#### TASK GOAL
Rescale the part of the data that opens with the line containing "Where can the foam" and runs through the end of the data, both ends included, reproducing every line with the requests unchanged. Multiply each answer coordinate by 2.3, round it to a whole number with halves rounded up, and omit the pictures.

----------

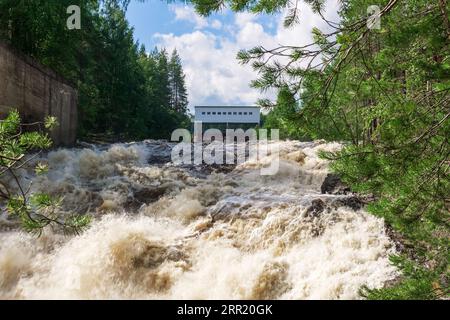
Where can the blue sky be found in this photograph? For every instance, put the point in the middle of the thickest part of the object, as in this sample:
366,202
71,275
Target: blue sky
208,46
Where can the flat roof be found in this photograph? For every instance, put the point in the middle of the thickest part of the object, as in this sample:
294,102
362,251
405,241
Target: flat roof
255,107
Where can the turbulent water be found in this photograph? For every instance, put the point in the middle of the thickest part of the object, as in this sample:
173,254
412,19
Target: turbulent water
165,231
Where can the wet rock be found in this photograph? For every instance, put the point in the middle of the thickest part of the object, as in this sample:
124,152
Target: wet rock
150,194
333,185
352,202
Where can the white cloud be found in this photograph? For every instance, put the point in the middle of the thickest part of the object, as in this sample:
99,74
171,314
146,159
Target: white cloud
216,24
213,75
187,13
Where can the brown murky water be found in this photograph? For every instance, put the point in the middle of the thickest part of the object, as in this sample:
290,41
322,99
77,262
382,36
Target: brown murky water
164,231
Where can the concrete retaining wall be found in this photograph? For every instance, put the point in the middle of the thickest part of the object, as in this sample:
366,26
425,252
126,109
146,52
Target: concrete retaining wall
36,91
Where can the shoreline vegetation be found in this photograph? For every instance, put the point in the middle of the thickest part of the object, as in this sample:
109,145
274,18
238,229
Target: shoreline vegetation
384,91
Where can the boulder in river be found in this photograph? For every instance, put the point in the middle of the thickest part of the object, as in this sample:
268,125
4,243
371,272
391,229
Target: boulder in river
333,185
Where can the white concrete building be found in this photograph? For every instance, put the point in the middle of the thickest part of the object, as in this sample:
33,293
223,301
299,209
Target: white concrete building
227,114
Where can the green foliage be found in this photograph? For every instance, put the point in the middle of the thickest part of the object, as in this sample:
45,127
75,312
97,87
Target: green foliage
384,94
283,116
35,210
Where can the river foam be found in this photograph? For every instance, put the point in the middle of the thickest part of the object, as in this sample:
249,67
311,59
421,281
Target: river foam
162,231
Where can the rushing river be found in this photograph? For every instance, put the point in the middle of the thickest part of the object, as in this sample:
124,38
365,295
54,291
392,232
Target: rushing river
186,232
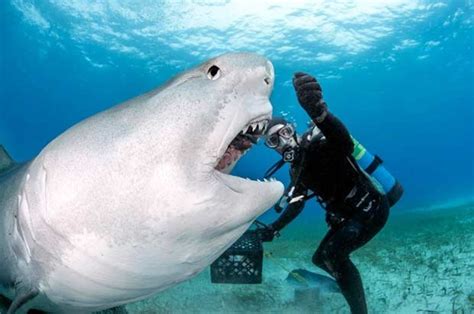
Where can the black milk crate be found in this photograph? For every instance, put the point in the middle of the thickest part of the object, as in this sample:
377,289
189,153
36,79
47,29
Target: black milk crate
241,263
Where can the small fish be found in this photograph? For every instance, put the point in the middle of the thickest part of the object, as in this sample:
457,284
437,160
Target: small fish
302,278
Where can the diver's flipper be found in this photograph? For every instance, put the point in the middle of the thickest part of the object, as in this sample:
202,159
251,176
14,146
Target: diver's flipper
6,162
23,296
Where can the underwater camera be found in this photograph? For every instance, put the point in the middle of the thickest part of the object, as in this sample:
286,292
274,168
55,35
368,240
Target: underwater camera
242,262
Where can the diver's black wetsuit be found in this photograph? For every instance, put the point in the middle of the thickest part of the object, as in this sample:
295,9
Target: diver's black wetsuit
355,209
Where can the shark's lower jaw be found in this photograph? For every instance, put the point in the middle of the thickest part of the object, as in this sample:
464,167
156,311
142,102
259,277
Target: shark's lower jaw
239,146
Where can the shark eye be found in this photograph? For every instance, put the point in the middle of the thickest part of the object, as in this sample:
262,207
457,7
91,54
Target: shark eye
214,72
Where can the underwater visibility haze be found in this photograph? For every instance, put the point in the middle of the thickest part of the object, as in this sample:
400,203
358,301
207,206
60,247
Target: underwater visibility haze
398,73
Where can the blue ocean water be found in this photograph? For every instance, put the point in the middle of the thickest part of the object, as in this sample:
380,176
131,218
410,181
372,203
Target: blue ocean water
399,73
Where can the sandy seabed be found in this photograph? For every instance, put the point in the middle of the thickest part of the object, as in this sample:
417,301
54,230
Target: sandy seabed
421,262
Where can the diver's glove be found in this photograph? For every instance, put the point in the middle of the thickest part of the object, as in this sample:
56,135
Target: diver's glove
310,96
281,205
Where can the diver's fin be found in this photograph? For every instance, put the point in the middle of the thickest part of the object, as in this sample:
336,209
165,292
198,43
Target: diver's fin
6,162
23,296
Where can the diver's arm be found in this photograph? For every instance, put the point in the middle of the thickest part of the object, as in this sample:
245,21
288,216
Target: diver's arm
296,200
310,97
288,215
336,133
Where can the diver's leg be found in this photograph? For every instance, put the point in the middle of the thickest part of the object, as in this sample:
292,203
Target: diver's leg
333,255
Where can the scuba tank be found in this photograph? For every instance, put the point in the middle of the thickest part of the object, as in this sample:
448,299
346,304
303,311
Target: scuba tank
372,165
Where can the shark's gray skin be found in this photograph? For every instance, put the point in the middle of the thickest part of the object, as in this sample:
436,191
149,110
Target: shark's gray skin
302,278
137,198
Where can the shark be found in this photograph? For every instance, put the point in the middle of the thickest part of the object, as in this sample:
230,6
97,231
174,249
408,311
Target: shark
137,198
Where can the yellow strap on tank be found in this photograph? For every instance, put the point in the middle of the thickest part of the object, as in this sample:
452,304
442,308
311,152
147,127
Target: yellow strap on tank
359,150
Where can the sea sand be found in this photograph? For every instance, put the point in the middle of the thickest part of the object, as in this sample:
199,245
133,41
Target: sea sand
422,262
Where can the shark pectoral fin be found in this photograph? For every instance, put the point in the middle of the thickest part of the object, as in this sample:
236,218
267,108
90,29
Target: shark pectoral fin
23,296
6,162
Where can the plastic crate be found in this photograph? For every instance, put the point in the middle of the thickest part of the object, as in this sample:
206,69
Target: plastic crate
241,263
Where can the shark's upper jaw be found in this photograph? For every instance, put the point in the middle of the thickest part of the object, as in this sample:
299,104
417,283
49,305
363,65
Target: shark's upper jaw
241,143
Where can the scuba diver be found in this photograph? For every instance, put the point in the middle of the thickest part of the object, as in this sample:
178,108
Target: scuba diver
321,162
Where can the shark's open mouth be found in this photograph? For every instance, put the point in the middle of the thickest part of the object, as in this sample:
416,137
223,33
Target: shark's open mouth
248,136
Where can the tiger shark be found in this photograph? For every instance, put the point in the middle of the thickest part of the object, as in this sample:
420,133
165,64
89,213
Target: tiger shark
137,198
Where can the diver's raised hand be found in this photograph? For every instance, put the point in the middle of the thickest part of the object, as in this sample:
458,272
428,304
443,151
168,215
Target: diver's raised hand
310,96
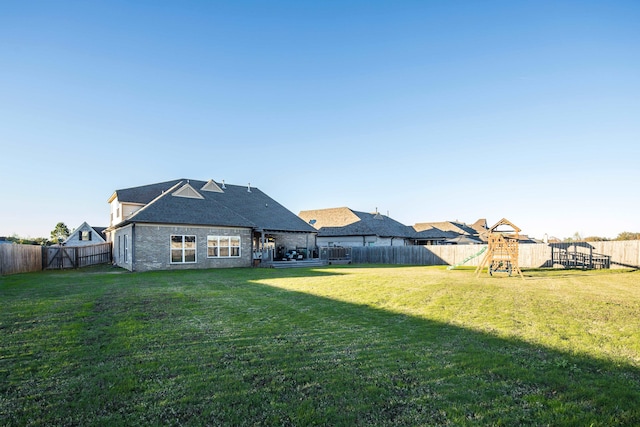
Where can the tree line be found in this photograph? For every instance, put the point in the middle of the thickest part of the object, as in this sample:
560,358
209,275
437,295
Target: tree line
58,235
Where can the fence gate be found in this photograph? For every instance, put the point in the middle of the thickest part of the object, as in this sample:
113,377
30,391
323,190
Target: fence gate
58,257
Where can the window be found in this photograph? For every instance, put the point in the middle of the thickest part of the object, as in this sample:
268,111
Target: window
183,249
223,246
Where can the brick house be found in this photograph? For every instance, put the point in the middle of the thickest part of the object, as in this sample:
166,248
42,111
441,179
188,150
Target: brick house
191,224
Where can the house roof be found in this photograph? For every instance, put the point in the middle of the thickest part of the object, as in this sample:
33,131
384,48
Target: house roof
194,202
435,234
454,226
86,226
347,222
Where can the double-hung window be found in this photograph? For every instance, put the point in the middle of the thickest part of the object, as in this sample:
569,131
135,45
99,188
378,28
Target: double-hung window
183,249
223,246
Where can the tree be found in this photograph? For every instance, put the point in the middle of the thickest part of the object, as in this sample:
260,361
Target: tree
575,238
596,239
627,235
61,232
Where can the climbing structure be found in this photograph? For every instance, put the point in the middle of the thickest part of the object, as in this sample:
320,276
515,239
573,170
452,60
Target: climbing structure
502,250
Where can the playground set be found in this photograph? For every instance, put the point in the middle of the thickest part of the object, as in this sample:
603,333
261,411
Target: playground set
502,250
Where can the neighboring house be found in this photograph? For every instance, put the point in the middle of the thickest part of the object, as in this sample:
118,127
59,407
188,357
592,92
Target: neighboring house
346,227
457,233
188,224
433,236
86,235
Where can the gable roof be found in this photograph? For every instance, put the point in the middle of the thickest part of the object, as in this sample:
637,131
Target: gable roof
86,227
347,222
201,204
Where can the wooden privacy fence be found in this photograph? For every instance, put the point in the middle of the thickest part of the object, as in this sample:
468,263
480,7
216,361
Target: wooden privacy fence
615,254
57,257
20,258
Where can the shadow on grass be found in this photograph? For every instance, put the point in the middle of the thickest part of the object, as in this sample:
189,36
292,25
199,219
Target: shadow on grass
216,348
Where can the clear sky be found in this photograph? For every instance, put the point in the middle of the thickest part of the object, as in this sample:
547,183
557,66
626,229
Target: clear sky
425,110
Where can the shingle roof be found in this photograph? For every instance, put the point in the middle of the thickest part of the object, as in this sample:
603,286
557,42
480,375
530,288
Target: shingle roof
347,222
446,226
234,207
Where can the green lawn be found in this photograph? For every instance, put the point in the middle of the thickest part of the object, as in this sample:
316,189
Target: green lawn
335,346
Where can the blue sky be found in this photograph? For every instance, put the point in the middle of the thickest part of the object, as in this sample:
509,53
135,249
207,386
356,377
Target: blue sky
425,110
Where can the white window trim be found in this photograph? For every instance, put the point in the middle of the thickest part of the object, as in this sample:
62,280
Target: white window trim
217,238
183,249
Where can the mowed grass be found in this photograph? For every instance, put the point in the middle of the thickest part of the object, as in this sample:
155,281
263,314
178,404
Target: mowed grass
335,346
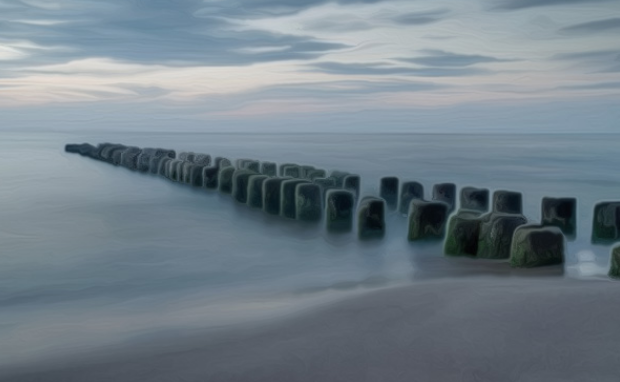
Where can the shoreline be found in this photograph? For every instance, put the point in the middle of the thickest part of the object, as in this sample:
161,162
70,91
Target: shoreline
477,328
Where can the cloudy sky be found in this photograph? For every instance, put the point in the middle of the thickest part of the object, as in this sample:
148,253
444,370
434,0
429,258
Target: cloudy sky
306,65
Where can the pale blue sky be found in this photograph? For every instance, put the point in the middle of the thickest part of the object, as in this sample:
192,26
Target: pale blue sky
306,65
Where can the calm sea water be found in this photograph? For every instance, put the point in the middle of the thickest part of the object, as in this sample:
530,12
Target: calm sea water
93,255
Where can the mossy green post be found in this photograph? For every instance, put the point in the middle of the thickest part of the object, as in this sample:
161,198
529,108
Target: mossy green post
614,268
463,234
537,246
496,233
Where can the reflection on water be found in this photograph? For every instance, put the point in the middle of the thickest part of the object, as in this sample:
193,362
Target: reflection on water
92,253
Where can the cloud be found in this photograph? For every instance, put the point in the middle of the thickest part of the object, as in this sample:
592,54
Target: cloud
511,5
343,88
595,86
379,69
421,18
339,25
178,33
588,55
594,26
447,59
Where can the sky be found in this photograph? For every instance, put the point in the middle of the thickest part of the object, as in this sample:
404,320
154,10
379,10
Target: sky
441,66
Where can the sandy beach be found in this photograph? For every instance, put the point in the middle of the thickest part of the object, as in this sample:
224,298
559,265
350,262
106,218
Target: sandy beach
467,329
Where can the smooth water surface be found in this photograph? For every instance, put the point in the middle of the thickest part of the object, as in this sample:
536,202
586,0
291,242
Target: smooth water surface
93,254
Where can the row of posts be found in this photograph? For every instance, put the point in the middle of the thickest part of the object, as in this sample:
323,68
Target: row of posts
307,193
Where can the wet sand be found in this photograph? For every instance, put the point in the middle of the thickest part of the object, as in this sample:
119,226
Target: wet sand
477,328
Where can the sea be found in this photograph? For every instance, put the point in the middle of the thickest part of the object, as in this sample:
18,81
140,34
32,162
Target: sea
94,256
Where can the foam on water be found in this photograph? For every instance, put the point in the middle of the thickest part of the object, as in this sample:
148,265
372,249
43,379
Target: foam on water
119,254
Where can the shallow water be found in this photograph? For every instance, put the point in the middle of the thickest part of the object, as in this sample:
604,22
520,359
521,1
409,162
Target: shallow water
94,254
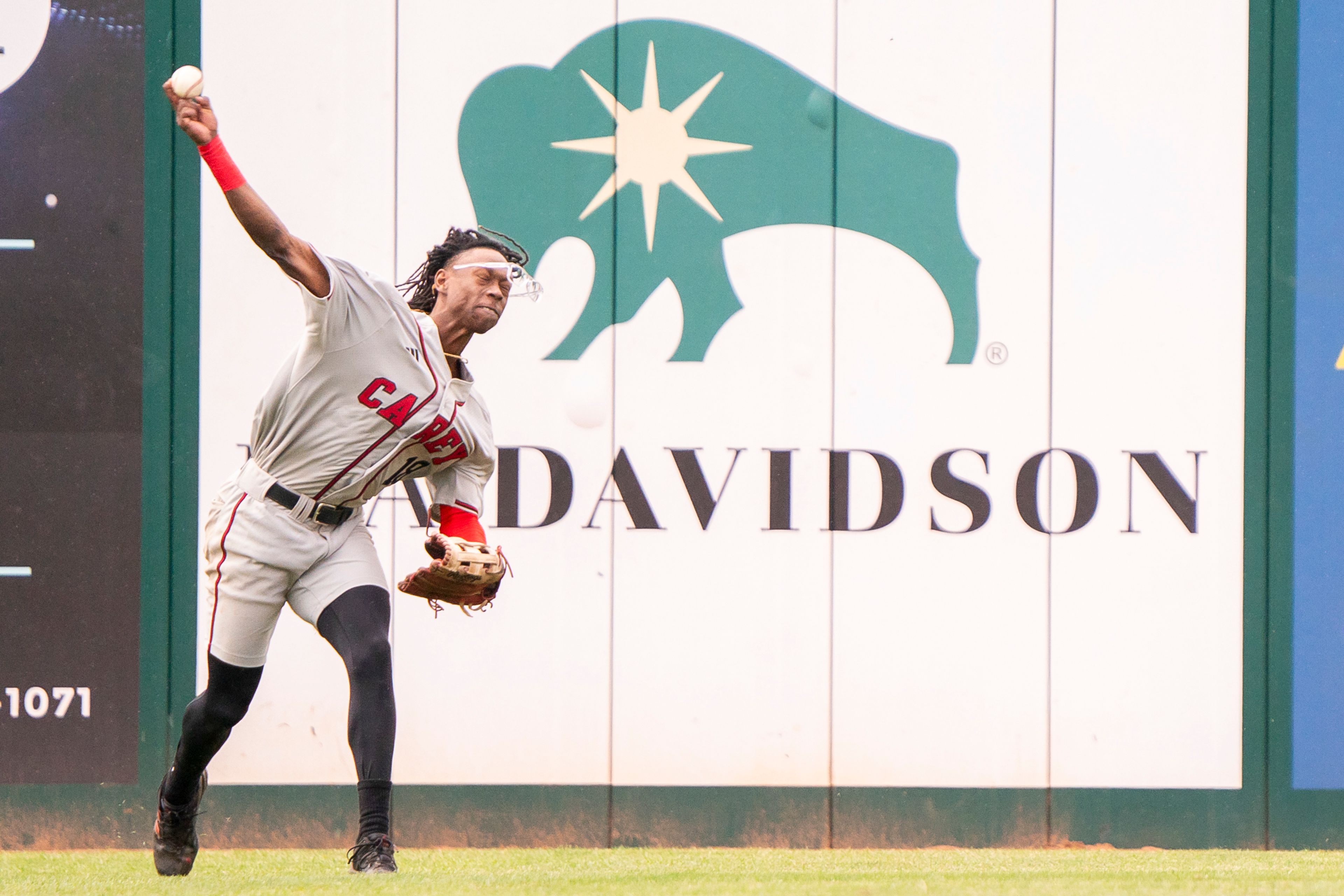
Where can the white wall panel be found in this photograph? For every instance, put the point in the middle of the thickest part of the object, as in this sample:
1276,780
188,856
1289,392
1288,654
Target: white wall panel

----------

#### FINAL RESULT
Where can the foam on water be found in this photograph? For every instance, put the point in the middle of the thickest part of the object, as in this sample:
148,265
372,249
43,379
Target: foam on water
274,584
Where can the shallow water be found in this photograph? For every instance, put the point in the middle of the thickest part of the object, as in this sample:
604,22
520,359
521,1
409,162
Target: shallow water
216,584
Where can the white wall panel be found in this photograph? For every instance, put the point in the middle of the thickest part of the object, as in this sample:
1276,780
188,856
1289,392
1288,654
Target: white wall panel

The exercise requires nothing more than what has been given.